However, if the two sets of chromosomes become doubled within a cell, the result will be a potentially fertile allotetraploid.
An organism in this condition is basically a double-diploid, in which homologous pairs of conspecific chromosomes can join at meiosis to produce a viable gamete. This type of polyploidy has played an important role in the natural history of many plants, including wheat, the most widely cultivated cereal in the world.
Allopolyploidy and Speciation
Contemporary domesticated wheat species can be identified as belonging to one of three groups, based on their number of chromosomes. One group has fourteen chromosomes, another twenty-eight, and a third has forty-two chromosomes.
These groups form a series of polyploids based on a haploid number, n, equal to seven chromosomes. It is believed that these groups of domesticated wheat evolved in two major steps.
First, members of a diploid genus Triticum (2n = fourteen chromosomes) may have hybridized with one of the diploid goat grasses Aegilops (2n = fourteen chromosomes) to form allotetraploid species of emmer and durum wheats (4n = twenty-eight chromosomes).

:: DATA SUPPLIED ::
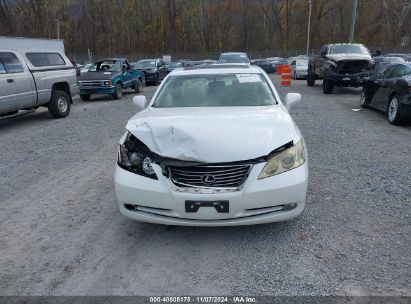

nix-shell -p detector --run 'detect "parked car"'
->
[0,45,78,118]
[374,56,405,76]
[78,58,145,101]
[197,59,218,65]
[218,52,250,63]
[114,64,308,226]
[254,59,277,73]
[80,63,93,74]
[307,43,373,94]
[385,53,411,62]
[291,57,308,79]
[361,63,411,125]
[134,59,168,85]
[167,61,186,73]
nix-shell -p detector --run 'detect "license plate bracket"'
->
[185,201,230,213]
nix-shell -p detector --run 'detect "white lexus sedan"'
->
[114,64,308,226]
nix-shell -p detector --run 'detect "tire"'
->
[307,70,315,87]
[323,78,334,94]
[80,94,90,101]
[133,79,142,93]
[113,83,123,100]
[0,110,19,117]
[387,95,401,125]
[360,89,371,108]
[48,90,71,118]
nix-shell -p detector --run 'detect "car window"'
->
[0,60,6,74]
[88,60,123,72]
[135,60,156,69]
[330,44,370,55]
[383,66,395,79]
[153,73,276,108]
[393,65,411,77]
[26,53,66,67]
[219,54,249,63]
[0,52,24,73]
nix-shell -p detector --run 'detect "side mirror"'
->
[133,95,147,111]
[285,93,301,110]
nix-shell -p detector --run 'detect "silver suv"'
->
[0,49,78,118]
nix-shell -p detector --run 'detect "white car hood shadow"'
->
[126,105,298,163]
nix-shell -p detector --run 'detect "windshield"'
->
[88,60,121,72]
[219,54,249,63]
[168,62,183,68]
[134,60,156,69]
[297,59,308,67]
[330,44,370,55]
[384,57,405,63]
[153,74,276,108]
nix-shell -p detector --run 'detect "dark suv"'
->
[133,59,168,85]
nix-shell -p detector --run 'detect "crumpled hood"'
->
[327,54,371,62]
[78,72,121,81]
[126,105,299,163]
[136,68,155,73]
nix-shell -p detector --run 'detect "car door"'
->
[315,45,328,77]
[159,60,167,79]
[0,52,36,112]
[122,60,133,86]
[371,64,401,109]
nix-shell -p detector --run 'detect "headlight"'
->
[118,134,158,179]
[258,139,305,179]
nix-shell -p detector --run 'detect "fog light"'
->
[143,157,155,175]
[283,203,297,211]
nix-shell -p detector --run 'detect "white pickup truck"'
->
[0,37,78,118]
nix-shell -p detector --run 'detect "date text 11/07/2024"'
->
[150,296,257,303]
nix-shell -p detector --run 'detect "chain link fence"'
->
[67,47,411,64]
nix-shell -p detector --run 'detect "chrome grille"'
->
[79,80,104,87]
[170,165,251,188]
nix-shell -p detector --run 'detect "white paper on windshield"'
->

:: TASK INSTRUCTIONS ::
A. Summarize the passage on polyploidy in wheat in two sentences.
B. According to the passage on polyploidy in wheat, what haploid number is the series of domesticated wheat groups based on?

:: EXERCISE SOLUTIONS ::
A. When the two chromosome sets in a cell become doubled, the result is a potentially fertile allotetraploid, a double-diploid whose homologous conspecific chromosomes can pair at meiosis to produce viable gametes, and this kind of polyploidy has played an important role in the natural history of many plants, including wheat. Domesticated wheat species fall into three groups of fourteen, twenty-eight, and forty-two chromosomes, forming a polyploid series based on a haploid number of seven, and are believed to have evolved in two major steps.

B. Seven chromosomes.